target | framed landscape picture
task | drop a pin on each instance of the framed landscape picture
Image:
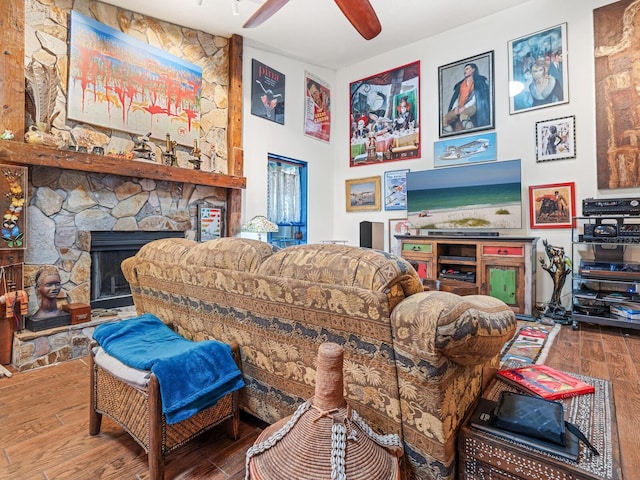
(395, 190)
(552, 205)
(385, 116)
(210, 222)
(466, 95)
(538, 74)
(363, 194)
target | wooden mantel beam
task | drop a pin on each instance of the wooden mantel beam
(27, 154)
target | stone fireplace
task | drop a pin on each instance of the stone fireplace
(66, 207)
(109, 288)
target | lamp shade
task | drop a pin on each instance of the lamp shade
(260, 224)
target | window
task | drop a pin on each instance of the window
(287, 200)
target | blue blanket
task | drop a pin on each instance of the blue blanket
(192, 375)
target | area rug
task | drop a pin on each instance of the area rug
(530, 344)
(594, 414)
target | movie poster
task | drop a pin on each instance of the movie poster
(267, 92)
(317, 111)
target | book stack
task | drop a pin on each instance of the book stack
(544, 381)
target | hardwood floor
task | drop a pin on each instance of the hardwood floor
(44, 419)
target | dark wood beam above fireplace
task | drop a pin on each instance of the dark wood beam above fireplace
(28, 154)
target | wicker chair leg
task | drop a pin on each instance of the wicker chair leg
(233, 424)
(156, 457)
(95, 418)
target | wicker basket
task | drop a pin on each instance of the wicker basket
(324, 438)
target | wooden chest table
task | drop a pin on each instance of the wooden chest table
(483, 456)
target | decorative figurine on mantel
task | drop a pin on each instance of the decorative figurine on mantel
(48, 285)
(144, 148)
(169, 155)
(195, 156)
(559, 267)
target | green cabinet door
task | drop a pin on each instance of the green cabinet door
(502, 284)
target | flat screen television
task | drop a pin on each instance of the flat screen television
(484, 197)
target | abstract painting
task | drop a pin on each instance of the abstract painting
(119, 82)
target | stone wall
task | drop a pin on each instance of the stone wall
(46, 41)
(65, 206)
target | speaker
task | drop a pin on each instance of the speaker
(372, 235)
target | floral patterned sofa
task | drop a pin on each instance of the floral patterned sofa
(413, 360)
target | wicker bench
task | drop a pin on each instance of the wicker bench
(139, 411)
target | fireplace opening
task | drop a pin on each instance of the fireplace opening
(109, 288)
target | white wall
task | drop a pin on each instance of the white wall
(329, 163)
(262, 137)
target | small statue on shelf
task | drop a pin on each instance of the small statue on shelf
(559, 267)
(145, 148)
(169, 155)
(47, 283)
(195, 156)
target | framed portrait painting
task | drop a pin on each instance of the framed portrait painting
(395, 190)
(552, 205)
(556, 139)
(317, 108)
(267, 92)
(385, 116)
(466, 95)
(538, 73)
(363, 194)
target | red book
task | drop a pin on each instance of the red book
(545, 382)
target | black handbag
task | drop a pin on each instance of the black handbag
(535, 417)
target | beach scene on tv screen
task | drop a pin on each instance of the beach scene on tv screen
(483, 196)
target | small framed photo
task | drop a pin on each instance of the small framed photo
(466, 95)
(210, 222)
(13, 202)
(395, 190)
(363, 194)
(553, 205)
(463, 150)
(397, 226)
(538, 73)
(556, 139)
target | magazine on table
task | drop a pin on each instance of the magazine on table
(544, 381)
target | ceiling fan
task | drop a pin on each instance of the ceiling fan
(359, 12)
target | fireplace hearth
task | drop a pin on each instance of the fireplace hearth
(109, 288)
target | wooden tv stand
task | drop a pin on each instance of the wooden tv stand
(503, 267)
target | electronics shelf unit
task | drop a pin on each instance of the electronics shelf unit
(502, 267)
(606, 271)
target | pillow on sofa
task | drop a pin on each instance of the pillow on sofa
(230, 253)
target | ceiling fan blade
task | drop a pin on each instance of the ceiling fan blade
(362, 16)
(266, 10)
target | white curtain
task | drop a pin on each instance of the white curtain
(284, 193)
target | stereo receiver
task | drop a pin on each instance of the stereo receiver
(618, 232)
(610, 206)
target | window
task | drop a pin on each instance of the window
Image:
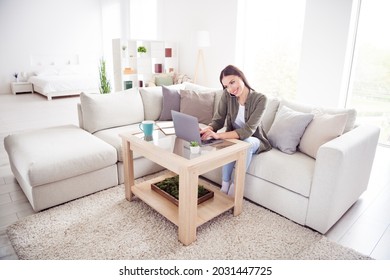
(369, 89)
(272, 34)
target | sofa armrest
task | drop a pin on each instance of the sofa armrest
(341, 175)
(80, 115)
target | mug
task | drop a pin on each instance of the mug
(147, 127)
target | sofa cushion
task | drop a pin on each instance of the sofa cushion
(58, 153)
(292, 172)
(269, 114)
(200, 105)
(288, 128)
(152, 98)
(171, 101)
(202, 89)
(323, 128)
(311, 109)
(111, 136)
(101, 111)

The exercise> Drop the images and quote the entries word for word.

Exercise result>
target | framed landscape picture
task | drop a pin on each instance of the framed landscape picture
Image:
(395, 190)
(552, 205)
(385, 116)
(210, 222)
(466, 95)
(538, 74)
(363, 194)
target | wooden mantel beam
task | drop a pin on each instance of the wooden mantel beam
(27, 154)
target | stone fireplace
task | drop a pin on each instance of the stone fireplace
(66, 207)
(109, 288)
target | lamp shade
task | drop a pin on each instance of the lamp shade
(260, 224)
target | window
task | drop a pin on each instance of the window
(287, 200)
target | blue blanket
task | drop a pin on each instance of the blue blanket
(192, 375)
target | area rug
task | drop a pin on each instance of the area rug
(530, 344)
(594, 414)
target | movie poster
task | drop a pin on each instance of the movie poster
(267, 92)
(317, 111)
target | book stack
task | drop a pin on each instance of the book stack
(544, 381)
target | hardwood floor
task | drop a pin on each instance of the hardwood floor
(44, 419)
target | dark wood beam above fireplace
task | drop a pin on each instance of the dark wood beam above fireplace
(28, 154)
target | wicker chair leg
task | drop a pin on each instance of the wicker chair leg
(233, 424)
(156, 457)
(95, 418)
target | wicker basket
task | drop a pin on each instance of the wicker basket
(324, 438)
target | wooden chest table
task | drop a pin on each instance of the wooden chest table
(483, 456)
target | decorative figurine on mantel
task | drop a pin on each instance of the decorative figurine on mantel
(48, 285)
(144, 148)
(169, 155)
(195, 156)
(559, 267)
target | green cabinet door
task | drop a pin on each instance of the green cabinet door
(502, 284)
target | flat screen television
task | drop a pin on each instance of the flat screen television
(484, 197)
target | abstract painting
task | drop a pin on each instance of the abstract painting
(119, 82)
target | stone wall
task | drop a pin on each instance of the stone wall
(46, 41)
(65, 206)
target | speaker
task | drop a pin on each instance of the speaker
(372, 235)
target | floral patterned sofa
task | drop a pin on each instance of the floral patterned sofa
(413, 360)
target | wicker bench
task | drop a pin on each instance of the wicker bench
(139, 411)
target | fireplace opening
task | drop a pin on each instance of the fireplace opening
(109, 288)
target | white wall
task | drop a pin on each instance of the white wall
(329, 163)
(262, 137)
target | small statue on shelf
task | drop a pin on each instance of the small statue on shelf
(559, 267)
(145, 148)
(169, 155)
(47, 283)
(195, 156)
target | framed portrait painting
task | drop a pin on each instance of the framed portrait painting
(395, 190)
(552, 205)
(556, 139)
(317, 108)
(267, 92)
(385, 116)
(466, 95)
(538, 73)
(363, 194)
target | red book
task | drop a pin on each instance of the red book
(545, 382)
target | black handbag
task | drop a pin on each instance of the black handbag
(535, 417)
target | beach scene on tv screen
task | drop a pin on each instance of the beach scene on tv screen
(483, 196)
target | small framed photo
task | drop a pin on each instance of the small framed photo
(466, 95)
(210, 222)
(13, 202)
(395, 190)
(363, 194)
(553, 205)
(463, 150)
(397, 226)
(538, 73)
(556, 139)
target | magazine on table
task | drop a pin on each instance of the magazine on table
(544, 381)
target | ceiling fan
task | drop a pin on each instance of the ceiling fan
(359, 12)
target | fireplace hearth
task | drop a pin on each instance of the fireplace hearth
(109, 288)
target | wooden tv stand
task | drop a pin on each instance of the wooden tv stand
(503, 267)
target | electronics shelf unit
task | drop a pin on each instance of the electronics shelf unit
(502, 267)
(606, 271)
target | pillow on sofa
task | drop a pin on each instance of the pillow on sofa
(230, 253)
target | ceiling fan blade
task | drop a pin on each instance of the ceiling fan blade
(362, 16)
(266, 10)
target | white curtain
task | drop a pin on each instance of the white curtain
(284, 193)
target | stereo receiver
task | drop a pin on each instance of the stereo receiver
(618, 232)
(610, 206)
target | window
task | drop a pin on each instance of the window
Image:
(369, 89)
(272, 34)
target | sofa armrest
task | drop a pin on each instance of the sofa armrest
(341, 175)
(80, 115)
target | mug
task | drop a pin on each instance of the mug
(147, 127)
target | sofa cushion
task | drop a pin on each instance of the sofa cushion
(58, 153)
(292, 172)
(269, 114)
(200, 105)
(288, 128)
(152, 98)
(171, 101)
(202, 89)
(323, 128)
(311, 109)
(111, 136)
(101, 111)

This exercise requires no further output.